Text
'''

This can be used by online debuggers, program tracers (dynamic tracing); More
generally, it provides type introspection for C programs, with an optional
library API to allow them to get at their own types quite more easily than
DWARF. So, the umbrella usecases are - all C programs that want to introspect
their own types quickly; and applications that want to introspect other
programs's types quickly.

(Even with the exception of its embedded string table, it is already small
  enough to  be kept around in stripped binaries so that it can be relied upon
  to be present.)

We are also extending the format so it is useful for other on-line debugging
tools, such as backtracers.

Indu
Richard Biener July 5, 2019, 11:16 a.m. UTC | #8
On Fri, Jul 5, 2019 at 12:21 AM Indu Bhagat <indu.bhagat@oracle.com> wrote:
>
> On 07/04/2019 03:43 AM, Richard Biener wrote:
>
> On Thu, Jul 4, 2019 at 2:36 AM Indu Bhagat <indu.bhagat@oracle.com> wrote:
>
> [...]
>
> RE subset of C : It is true that CTF format currently does leave out a very
> small subset of C like FIXED_POINT as you noted ( CTF does have representation
> for COMPLEX_TYPE, if my code paths culminate to gcc_unreachable () for that, I
> should fix them ).  The end goal is to make it support all of C, and not just a
> subset.
>
> What about other languages?  GCC supports C++, Ada, Objective-C, Go, D,
> Fortran, Modula-2, BRIG (this list is not necessarily complete and may change
> in the future).
>
> The format supports C only at this time. Other languages are not on the radar
> yet. However, we have no intrinsic objection to them. Although, languages
> that already have fully-fledged type introspection and interpreted/
> managed languages are probably out of scope, since they already have
> what CTF provides.
>
>
>
> Given it appears to generate only debug info for symbols and no locations
> or whatnot it should be sufficient to introspect the compilation to generate
> the CTF info on the side and then merge it in at link-time.  Which makes
> me wonder if this shouldn't be a plugin for now until it is more complete
> and can be evaluated better (comments in the patches indicate even the
> on-disk format is in flux?).  Adding plugin hook invocations to the three
> places the CTF info generation hooks off should be easy.
>
> Yes, some bits of the on-disk format are being adapted to make it easier to
> adopt the CTF format across the board. E.g., we recently added CU name in the
> CTF header. As another example, we added CTF_K_SLICE type because there existed
> no way in CTF to represent enum bitfields. For the most part though, CTF format
> has stayed as is.
>
> I hope the format is versioned at least.
>
> Yes, the format is versioned. The current version is CTF_VERSION_3.  All these
> format changes I talked about above are a part of CTF_VERSION_3.

'''

Directive 1
Translate this sentence from the CTF thread into French: "The format supports C only at this time."
Directive 2
In the CTF thread, substitute "release binaries" for "stripped binaries" and write out the part that opens with the words "This can be" and closes with "to be present.)".

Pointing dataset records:

'''

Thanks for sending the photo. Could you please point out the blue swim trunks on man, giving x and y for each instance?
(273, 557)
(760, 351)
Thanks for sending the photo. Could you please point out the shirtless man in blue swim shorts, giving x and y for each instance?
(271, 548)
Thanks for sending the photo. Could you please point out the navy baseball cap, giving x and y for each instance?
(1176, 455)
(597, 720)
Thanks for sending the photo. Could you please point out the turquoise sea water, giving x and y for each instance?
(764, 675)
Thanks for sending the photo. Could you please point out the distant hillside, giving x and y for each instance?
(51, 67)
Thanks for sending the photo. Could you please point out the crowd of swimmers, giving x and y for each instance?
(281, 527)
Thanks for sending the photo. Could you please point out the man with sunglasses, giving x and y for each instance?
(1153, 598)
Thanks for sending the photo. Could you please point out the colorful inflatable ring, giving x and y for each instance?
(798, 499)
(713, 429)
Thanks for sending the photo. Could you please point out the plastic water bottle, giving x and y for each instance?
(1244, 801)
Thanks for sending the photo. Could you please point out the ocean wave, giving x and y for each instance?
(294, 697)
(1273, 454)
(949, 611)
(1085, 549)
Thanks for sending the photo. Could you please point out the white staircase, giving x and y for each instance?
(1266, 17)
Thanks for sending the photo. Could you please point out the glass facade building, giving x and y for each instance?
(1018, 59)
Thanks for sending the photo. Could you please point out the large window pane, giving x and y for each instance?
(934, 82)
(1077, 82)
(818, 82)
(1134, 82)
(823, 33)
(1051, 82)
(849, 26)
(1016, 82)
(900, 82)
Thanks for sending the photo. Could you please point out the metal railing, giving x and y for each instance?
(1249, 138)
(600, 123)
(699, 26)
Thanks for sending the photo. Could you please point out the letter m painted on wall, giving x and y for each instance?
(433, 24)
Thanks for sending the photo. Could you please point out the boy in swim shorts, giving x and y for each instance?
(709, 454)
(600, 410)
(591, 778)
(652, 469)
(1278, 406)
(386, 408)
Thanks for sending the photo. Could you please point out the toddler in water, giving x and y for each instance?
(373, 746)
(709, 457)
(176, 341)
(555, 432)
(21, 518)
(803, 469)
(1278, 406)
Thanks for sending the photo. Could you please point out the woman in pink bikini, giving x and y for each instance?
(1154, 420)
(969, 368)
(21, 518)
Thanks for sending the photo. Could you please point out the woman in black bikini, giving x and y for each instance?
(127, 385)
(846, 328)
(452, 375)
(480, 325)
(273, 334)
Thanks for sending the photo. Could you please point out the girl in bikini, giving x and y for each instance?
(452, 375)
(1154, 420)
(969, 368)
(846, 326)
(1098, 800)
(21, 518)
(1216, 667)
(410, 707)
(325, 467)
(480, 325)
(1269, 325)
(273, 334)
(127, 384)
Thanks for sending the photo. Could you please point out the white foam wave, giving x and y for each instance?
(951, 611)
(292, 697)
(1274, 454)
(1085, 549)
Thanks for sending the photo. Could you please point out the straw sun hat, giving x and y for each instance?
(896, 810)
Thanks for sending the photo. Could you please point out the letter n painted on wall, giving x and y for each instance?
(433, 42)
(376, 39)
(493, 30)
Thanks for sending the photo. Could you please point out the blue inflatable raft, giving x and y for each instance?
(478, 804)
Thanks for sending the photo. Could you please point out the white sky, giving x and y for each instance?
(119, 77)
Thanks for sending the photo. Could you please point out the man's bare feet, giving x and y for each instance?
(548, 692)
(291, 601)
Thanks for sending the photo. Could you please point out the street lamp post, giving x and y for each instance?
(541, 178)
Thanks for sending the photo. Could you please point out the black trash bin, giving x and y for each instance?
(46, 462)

'''

Correct response 1
Le format ne prend en charge que le C pour le moment.

Correct response 2
This can be used by online debuggers, program tracers (dynamic tracing); More
generally, it provides type introspection for C programs, with an optional
library API to allow them to get at their own types quite more easily than
DWARF. So, the umbrella usecases are - all C programs that want to introspect
their own types quickly; and applications that want to introspect other
programs's types quickly.

(Even with the exception of its embedded string table, it is already small
  enough to  be kept around in release binaries so that it can be relied upon
  to be present.)